DATA LISTING below:

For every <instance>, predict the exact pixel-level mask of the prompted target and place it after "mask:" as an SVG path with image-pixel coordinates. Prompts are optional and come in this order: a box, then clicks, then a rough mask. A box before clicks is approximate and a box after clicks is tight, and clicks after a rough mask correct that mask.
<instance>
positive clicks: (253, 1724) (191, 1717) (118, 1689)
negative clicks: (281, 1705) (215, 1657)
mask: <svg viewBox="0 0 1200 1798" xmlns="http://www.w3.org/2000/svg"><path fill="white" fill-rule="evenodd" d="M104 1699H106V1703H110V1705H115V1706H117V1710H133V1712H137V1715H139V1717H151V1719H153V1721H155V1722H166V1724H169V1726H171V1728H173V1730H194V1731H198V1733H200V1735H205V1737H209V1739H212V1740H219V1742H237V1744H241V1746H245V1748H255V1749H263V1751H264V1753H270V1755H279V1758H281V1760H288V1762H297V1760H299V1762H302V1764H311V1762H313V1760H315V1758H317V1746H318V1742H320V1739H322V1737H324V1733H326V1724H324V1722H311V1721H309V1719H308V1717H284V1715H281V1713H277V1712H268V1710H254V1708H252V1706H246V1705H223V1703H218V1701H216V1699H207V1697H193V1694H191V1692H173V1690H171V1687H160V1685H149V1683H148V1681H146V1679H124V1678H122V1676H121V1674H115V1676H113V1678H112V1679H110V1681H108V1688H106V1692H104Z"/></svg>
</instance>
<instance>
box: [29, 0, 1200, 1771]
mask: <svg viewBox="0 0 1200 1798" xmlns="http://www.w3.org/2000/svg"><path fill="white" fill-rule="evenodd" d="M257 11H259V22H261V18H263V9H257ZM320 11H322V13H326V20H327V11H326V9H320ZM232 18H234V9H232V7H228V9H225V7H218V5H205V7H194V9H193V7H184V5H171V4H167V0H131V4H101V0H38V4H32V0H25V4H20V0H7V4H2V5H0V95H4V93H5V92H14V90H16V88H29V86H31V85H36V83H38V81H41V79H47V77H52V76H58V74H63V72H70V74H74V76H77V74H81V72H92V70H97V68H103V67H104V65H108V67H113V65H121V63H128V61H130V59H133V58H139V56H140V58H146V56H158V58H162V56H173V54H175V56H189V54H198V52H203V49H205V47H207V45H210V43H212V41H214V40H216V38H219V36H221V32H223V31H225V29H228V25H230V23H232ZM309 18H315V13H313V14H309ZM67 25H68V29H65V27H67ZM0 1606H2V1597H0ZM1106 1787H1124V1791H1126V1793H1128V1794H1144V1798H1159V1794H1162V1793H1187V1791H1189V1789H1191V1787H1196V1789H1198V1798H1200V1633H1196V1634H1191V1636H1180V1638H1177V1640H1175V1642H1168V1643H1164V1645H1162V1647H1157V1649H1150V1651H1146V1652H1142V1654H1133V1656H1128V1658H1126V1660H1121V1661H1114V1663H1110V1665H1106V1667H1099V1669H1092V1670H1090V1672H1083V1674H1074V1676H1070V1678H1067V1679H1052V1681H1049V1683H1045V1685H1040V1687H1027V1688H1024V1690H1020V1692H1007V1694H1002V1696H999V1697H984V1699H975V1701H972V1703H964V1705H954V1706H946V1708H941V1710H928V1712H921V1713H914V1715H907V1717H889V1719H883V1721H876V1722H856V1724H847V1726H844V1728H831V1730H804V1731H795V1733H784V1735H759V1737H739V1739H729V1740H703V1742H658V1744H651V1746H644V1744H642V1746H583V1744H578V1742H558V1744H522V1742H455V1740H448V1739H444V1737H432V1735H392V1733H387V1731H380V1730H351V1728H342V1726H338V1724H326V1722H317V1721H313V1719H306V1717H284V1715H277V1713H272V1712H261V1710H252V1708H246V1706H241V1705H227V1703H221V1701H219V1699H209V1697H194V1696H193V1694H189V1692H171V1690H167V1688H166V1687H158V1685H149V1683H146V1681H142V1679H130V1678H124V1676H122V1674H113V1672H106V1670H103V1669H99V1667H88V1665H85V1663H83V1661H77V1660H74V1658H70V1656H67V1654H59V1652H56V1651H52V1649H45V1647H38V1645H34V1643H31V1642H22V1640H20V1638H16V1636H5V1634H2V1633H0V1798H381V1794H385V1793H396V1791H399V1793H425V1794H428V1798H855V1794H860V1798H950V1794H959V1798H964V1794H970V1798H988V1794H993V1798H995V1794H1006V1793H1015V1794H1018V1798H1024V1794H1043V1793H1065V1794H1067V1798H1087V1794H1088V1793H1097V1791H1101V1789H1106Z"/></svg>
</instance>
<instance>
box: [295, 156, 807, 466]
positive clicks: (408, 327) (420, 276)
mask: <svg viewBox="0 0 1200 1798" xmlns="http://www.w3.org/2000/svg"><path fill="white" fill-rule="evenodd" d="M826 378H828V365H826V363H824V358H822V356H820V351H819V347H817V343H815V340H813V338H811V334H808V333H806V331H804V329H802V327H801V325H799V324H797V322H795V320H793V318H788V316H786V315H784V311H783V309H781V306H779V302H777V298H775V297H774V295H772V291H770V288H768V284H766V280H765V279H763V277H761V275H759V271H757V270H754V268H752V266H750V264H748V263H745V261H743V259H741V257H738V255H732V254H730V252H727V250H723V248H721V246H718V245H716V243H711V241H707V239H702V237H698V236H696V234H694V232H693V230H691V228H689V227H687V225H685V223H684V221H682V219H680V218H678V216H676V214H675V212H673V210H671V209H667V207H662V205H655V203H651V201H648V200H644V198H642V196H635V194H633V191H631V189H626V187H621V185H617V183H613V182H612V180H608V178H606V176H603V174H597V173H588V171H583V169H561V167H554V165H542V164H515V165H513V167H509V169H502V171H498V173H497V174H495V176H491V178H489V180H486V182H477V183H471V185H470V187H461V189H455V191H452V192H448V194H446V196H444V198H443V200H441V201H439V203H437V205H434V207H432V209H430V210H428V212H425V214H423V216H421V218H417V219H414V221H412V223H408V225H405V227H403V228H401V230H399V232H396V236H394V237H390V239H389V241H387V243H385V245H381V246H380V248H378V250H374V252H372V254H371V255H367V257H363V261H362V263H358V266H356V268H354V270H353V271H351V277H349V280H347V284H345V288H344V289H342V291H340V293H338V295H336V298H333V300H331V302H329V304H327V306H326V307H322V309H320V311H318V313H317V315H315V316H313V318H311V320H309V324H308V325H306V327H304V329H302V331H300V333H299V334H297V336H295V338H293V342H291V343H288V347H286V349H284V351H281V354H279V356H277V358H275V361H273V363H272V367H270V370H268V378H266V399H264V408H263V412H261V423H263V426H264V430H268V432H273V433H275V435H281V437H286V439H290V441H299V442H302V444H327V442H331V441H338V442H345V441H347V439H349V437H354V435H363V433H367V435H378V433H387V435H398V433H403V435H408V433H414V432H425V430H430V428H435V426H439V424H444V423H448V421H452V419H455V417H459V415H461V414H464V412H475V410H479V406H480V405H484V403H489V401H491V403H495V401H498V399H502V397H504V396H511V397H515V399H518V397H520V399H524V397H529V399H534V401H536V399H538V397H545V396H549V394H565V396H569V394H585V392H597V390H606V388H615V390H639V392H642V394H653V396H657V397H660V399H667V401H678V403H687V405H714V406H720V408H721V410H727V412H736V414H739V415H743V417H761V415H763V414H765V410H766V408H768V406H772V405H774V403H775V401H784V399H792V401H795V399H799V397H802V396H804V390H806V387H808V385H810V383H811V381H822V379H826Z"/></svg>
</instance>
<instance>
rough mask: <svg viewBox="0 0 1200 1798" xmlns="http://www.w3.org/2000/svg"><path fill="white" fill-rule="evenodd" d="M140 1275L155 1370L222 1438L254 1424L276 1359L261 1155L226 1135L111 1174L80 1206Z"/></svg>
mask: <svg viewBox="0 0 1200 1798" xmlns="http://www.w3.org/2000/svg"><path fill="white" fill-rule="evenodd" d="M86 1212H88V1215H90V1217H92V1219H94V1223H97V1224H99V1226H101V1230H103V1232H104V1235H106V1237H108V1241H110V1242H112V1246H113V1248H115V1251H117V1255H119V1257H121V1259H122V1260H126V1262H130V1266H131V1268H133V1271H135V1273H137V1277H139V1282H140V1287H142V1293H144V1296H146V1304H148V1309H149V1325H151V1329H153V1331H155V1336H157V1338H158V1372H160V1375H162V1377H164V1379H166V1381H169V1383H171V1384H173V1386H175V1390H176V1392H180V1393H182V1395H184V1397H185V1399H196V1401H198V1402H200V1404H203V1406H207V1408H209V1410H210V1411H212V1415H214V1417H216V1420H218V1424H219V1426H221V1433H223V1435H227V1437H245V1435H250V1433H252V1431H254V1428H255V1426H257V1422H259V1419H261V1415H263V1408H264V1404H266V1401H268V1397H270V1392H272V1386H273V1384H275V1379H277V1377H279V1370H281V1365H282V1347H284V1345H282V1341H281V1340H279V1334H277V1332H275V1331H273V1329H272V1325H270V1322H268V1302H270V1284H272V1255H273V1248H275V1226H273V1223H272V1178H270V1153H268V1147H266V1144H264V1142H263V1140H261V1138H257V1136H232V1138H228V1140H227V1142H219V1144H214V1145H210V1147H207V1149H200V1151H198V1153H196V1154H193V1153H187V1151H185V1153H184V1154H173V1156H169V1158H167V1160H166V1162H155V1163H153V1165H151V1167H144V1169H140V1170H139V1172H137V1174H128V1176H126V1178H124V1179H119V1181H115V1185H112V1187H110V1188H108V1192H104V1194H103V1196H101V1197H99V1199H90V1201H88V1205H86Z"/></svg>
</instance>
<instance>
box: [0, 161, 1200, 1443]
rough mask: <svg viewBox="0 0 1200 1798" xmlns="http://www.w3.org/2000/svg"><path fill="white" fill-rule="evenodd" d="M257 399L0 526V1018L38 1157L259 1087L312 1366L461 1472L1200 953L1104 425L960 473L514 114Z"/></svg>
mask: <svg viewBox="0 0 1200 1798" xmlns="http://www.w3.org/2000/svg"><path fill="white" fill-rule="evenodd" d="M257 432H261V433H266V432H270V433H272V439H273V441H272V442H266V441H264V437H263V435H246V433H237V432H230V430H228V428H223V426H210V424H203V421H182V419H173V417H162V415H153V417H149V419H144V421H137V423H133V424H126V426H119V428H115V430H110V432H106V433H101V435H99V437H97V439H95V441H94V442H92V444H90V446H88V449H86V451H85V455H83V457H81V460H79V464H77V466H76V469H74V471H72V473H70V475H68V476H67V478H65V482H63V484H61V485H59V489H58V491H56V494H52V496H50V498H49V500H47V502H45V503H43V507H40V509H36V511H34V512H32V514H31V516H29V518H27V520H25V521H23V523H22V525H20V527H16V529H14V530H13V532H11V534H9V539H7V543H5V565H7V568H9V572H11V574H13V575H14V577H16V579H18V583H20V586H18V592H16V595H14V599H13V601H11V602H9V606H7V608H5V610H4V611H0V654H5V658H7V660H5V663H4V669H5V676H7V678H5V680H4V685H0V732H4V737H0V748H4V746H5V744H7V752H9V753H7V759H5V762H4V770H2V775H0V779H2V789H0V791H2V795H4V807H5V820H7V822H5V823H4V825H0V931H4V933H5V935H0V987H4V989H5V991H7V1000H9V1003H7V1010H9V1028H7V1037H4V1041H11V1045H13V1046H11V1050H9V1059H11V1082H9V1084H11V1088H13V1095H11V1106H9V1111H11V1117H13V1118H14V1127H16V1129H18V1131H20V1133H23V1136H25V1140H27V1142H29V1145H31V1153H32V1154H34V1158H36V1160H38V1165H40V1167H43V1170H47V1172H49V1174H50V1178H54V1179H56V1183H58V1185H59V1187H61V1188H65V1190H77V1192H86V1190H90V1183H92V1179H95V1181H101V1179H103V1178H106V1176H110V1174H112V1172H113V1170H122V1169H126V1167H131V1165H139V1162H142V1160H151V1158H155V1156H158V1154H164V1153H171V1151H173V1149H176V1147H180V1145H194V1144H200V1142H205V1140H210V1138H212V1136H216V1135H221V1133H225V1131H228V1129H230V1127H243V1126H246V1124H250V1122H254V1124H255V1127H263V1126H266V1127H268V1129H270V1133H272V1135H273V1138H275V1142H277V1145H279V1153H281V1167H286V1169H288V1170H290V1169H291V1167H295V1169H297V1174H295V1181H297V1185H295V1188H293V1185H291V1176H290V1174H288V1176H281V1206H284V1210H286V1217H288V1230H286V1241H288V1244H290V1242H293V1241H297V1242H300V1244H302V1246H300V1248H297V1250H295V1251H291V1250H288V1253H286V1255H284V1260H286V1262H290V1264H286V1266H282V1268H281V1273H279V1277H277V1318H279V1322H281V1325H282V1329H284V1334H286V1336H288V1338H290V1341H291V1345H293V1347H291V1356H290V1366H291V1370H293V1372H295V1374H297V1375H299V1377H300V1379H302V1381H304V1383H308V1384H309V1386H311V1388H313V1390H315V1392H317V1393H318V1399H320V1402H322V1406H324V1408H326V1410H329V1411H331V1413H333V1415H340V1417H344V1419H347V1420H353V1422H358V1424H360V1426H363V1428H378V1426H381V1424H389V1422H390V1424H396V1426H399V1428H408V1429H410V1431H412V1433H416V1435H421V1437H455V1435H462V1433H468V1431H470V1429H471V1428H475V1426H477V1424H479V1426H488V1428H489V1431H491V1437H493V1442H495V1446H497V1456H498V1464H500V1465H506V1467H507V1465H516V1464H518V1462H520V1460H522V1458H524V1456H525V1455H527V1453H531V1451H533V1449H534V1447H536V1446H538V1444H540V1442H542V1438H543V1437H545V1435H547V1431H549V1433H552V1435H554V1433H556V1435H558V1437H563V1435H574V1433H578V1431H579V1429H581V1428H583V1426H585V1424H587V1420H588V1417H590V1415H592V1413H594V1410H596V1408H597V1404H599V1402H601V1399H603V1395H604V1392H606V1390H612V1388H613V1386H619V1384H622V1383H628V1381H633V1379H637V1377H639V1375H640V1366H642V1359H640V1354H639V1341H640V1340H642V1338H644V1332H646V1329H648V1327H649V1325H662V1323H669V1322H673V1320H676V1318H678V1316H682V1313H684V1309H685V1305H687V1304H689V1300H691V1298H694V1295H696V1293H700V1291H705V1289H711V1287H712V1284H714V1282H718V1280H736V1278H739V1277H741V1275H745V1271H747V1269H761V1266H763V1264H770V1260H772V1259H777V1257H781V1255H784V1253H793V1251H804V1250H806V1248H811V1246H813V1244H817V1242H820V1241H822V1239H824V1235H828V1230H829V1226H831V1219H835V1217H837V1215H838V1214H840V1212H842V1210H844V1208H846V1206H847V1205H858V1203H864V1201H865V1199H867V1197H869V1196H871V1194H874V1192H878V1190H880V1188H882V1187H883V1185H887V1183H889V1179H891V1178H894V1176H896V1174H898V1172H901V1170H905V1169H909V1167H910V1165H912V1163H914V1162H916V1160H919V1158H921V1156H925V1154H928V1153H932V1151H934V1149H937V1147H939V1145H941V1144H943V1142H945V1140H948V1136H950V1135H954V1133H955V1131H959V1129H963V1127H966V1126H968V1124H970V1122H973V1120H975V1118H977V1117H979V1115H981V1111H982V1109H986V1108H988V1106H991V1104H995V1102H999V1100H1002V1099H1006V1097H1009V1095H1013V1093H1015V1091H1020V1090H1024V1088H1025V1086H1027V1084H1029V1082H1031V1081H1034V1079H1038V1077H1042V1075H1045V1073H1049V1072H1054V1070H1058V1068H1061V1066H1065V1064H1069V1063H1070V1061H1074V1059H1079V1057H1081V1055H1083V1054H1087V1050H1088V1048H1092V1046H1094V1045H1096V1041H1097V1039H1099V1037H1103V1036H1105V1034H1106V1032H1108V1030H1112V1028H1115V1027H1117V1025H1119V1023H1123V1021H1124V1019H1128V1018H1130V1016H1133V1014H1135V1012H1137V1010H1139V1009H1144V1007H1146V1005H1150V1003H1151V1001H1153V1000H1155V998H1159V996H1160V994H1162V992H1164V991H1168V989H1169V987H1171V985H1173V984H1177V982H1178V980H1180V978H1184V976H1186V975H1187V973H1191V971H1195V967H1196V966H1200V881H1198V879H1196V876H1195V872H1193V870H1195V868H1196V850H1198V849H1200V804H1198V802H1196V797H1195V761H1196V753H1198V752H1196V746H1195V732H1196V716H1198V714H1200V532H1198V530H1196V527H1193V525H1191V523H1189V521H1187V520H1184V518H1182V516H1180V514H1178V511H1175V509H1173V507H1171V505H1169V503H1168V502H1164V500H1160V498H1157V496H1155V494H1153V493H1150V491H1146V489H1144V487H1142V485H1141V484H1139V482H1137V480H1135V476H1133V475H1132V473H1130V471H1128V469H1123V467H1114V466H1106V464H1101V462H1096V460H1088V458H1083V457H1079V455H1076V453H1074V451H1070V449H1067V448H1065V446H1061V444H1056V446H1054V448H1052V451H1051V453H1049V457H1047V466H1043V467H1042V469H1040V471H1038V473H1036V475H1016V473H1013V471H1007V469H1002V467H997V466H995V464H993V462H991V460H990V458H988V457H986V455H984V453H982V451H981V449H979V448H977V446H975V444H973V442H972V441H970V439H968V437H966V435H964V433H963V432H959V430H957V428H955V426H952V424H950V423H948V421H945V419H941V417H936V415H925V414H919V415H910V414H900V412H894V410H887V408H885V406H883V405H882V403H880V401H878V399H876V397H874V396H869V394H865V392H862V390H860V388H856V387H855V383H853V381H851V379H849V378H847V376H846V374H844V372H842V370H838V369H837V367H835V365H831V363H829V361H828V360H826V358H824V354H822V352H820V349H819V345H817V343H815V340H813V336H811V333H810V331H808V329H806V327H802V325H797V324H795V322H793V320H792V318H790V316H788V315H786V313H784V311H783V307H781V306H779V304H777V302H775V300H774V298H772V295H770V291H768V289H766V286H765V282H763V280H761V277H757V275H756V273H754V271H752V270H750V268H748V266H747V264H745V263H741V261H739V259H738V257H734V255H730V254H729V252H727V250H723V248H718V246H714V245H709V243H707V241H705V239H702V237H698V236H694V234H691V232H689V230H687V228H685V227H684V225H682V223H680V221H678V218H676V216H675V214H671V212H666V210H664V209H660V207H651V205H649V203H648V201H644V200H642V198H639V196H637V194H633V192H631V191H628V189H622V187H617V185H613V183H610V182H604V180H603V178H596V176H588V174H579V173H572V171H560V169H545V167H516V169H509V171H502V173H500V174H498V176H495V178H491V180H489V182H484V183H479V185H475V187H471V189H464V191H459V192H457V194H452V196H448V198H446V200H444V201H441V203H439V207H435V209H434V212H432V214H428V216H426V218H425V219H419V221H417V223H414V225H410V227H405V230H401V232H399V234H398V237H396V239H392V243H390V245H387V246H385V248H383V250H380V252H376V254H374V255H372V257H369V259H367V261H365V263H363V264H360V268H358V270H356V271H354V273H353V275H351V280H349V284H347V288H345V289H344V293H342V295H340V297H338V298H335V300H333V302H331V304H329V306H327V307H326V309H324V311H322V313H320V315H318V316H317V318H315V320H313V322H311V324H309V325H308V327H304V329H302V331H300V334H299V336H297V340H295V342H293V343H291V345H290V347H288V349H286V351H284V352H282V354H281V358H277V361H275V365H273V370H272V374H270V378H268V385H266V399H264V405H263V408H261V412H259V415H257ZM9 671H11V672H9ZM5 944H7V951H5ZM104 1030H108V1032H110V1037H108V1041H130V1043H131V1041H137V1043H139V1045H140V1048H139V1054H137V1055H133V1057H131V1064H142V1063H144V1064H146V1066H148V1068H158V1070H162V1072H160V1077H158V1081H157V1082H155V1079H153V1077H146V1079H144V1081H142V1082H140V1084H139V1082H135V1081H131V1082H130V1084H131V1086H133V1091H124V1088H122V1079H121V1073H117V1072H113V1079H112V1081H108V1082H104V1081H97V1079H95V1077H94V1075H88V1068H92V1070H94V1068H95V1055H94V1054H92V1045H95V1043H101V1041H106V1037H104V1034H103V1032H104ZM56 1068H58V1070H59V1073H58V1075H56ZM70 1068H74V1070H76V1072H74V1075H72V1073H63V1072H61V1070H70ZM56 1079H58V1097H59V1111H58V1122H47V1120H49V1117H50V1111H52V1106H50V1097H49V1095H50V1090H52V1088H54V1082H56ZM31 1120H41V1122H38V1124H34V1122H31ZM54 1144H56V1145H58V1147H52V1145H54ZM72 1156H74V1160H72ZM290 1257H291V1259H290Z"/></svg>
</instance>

End of DATA LISTING.

WORK REQUEST:
All lines from the opening of the records through the line where "positive clicks: (253, 1724)" occurs are to be output verbatim. No other line belongs in the answer.

SOLUTION TO THE PROBLEM:
For every <instance>, predict the exact pixel-level mask of the prompted target and place it after "mask:" as an SVG path with image-pixel coordinates. Prompts are optional and come in this order: a box, then clicks, then a rough mask. A box before clicks is approximate and a box after clicks is tight, and clicks after a rough mask correct that mask.
<instance>
positive clicks: (253, 1724) (191, 1717) (118, 1689)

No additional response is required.